(Data extracted from a collection)
=====
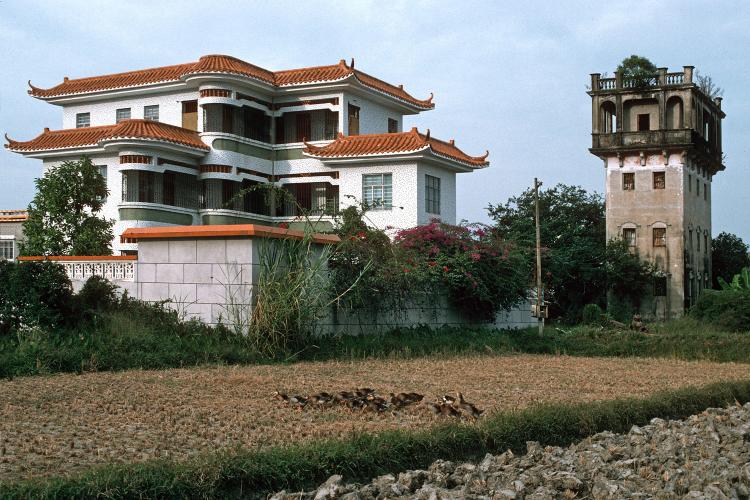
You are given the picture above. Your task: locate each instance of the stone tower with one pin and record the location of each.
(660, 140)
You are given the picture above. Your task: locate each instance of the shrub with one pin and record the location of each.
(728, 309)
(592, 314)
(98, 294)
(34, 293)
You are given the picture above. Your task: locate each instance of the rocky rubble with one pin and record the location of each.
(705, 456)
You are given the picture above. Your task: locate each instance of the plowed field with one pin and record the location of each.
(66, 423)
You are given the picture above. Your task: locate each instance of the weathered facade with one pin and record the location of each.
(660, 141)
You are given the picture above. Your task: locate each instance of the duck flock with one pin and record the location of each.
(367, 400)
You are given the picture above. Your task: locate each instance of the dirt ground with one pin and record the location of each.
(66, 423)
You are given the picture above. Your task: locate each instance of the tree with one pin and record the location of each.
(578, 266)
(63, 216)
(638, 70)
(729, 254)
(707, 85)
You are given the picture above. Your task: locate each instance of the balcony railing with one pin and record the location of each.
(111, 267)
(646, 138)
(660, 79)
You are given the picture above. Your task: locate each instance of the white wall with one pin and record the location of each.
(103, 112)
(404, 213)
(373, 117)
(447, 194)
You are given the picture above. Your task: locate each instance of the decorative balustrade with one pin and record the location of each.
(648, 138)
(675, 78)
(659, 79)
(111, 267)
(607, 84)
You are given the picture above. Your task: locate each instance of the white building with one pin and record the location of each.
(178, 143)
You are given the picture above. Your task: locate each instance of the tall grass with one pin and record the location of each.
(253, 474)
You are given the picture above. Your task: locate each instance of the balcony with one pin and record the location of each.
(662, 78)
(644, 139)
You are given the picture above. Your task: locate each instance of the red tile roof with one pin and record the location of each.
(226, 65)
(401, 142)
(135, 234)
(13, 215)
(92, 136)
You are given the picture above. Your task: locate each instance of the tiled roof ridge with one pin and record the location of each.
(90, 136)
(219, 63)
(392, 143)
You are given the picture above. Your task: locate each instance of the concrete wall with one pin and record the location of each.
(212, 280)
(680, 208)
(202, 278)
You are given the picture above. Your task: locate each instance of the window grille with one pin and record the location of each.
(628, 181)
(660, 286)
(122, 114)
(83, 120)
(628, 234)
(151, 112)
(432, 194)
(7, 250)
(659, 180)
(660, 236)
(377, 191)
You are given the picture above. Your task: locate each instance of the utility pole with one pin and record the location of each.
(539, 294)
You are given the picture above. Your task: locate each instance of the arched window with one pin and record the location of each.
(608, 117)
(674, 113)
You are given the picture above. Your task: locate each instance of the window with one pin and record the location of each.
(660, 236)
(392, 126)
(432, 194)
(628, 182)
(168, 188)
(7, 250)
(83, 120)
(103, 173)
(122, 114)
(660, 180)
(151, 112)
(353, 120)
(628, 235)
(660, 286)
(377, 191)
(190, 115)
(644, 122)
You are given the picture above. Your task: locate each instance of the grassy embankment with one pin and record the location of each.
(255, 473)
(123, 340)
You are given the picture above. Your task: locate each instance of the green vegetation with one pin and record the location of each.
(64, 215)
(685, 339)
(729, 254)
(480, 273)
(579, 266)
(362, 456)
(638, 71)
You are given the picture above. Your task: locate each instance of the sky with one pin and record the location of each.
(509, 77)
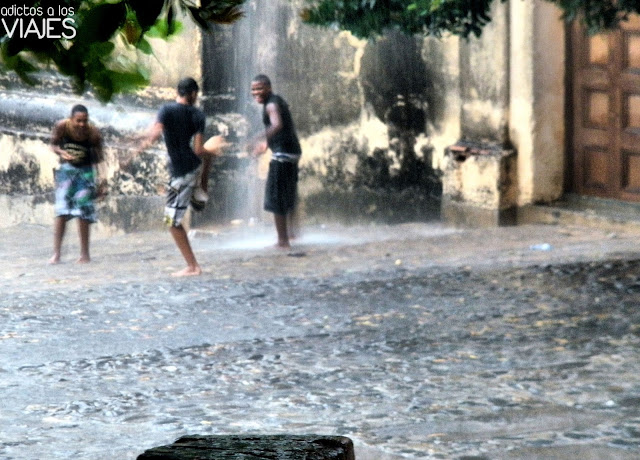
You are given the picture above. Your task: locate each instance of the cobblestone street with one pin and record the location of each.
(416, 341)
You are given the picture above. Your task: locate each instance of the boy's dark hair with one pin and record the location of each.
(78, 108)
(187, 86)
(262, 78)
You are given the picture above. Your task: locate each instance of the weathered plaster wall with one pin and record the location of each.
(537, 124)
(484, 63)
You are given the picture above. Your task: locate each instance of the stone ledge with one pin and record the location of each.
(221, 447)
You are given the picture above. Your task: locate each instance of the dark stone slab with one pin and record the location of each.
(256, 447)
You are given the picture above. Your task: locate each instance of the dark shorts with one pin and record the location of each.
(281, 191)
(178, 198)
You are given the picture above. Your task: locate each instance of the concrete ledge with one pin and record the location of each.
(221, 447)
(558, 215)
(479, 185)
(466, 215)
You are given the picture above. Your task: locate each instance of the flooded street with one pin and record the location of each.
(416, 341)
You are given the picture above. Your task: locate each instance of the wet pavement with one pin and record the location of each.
=====
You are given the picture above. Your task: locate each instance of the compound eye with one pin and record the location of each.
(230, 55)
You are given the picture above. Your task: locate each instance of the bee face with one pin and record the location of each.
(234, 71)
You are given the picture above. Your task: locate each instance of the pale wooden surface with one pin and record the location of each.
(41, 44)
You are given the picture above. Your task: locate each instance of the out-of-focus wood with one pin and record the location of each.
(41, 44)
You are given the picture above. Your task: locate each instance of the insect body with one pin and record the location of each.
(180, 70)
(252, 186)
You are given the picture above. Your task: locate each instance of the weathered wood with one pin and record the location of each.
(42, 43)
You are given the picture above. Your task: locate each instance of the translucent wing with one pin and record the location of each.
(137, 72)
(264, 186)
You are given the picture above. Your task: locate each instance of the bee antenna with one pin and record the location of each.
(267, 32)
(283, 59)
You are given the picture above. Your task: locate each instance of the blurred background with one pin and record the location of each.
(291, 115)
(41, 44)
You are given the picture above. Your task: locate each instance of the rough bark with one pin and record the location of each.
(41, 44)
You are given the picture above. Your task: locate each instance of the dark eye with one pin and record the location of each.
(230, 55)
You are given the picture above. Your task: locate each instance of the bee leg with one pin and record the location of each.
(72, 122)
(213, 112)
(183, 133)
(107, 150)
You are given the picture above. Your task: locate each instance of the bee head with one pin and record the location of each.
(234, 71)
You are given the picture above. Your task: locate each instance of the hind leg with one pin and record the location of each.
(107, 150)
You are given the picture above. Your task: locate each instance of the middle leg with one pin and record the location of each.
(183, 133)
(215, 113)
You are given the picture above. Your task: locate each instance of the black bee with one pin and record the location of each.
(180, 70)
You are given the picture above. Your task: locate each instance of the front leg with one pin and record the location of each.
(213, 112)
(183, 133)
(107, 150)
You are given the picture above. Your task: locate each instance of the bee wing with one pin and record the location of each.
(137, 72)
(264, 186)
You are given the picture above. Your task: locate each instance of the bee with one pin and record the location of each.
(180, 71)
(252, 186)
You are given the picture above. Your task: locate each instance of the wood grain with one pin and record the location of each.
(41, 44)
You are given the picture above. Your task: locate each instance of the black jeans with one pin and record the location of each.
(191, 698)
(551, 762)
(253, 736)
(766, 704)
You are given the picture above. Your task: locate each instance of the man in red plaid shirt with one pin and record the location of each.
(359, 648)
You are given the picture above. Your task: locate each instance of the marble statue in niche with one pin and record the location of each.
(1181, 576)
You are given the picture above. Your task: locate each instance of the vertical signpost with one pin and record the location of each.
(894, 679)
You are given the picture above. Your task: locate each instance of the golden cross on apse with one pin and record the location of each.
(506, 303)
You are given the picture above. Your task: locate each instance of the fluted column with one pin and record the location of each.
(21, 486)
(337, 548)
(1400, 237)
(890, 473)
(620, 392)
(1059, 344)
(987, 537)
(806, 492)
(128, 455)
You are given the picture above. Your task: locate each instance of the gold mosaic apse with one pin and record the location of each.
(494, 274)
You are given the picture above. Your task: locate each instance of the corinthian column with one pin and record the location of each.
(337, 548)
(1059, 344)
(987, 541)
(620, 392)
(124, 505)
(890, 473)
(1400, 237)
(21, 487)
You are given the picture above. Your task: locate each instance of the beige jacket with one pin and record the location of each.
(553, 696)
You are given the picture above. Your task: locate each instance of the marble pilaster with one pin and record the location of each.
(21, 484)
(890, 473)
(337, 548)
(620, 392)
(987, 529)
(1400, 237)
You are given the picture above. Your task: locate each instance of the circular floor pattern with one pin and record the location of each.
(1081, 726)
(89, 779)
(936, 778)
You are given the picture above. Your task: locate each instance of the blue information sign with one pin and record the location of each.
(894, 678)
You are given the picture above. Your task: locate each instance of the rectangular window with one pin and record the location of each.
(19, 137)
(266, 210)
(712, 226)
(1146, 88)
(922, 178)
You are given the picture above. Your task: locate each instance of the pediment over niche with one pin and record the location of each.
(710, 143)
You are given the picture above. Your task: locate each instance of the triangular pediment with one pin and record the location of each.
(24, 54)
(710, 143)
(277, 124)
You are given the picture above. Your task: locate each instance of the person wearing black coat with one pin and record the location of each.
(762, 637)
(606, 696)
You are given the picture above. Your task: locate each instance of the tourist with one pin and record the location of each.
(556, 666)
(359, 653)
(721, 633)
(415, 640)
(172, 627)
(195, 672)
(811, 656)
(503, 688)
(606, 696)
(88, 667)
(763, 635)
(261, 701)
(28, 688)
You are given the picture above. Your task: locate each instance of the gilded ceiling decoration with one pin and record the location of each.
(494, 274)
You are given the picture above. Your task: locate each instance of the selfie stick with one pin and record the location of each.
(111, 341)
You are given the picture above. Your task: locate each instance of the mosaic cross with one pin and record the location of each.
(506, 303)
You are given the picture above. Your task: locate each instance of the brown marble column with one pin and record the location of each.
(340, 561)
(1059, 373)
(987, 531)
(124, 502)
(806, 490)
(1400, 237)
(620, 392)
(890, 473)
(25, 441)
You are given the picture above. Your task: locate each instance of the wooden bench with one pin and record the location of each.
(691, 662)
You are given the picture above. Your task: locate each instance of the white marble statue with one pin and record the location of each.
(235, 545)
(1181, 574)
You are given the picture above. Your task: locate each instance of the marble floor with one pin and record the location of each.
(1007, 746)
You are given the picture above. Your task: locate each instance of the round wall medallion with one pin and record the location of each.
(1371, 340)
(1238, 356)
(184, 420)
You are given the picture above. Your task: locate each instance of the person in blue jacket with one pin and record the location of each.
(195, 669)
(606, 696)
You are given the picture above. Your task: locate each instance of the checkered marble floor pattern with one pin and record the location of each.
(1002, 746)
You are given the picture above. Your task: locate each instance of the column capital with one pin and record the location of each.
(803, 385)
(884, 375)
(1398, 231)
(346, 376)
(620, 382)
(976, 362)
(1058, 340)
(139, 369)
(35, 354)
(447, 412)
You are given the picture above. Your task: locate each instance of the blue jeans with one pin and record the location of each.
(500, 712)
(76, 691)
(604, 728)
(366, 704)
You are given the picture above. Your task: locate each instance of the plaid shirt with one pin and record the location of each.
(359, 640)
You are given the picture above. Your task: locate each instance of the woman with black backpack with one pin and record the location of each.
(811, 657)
=====
→ Your goal
Where the data above reaches the line holding "the dark stone", begin printing, and stop after the line holding "the wet pavement". Each line must be reproduced exactly, with nothing else added.

→ Worked solution
You are given the picture above. Your task: locate each instance of the dark stone slab with one pin and record the location of each.
(256, 447)
You are given the picture above. Your task: locate each instance of the dark shorts with one pin and record the location of each.
(281, 191)
(178, 198)
You are given the picture above. Your task: locate each instance of the concrete ledge with one pin and record the location of each.
(221, 447)
(558, 215)
(479, 185)
(466, 215)
You are given the picture above. Your task: locate each instance of the flooded street with one pin and record the location of each.
(416, 341)
You are given the picture above. Your task: locate each instance of the wet pavement with one pin and record the location of each.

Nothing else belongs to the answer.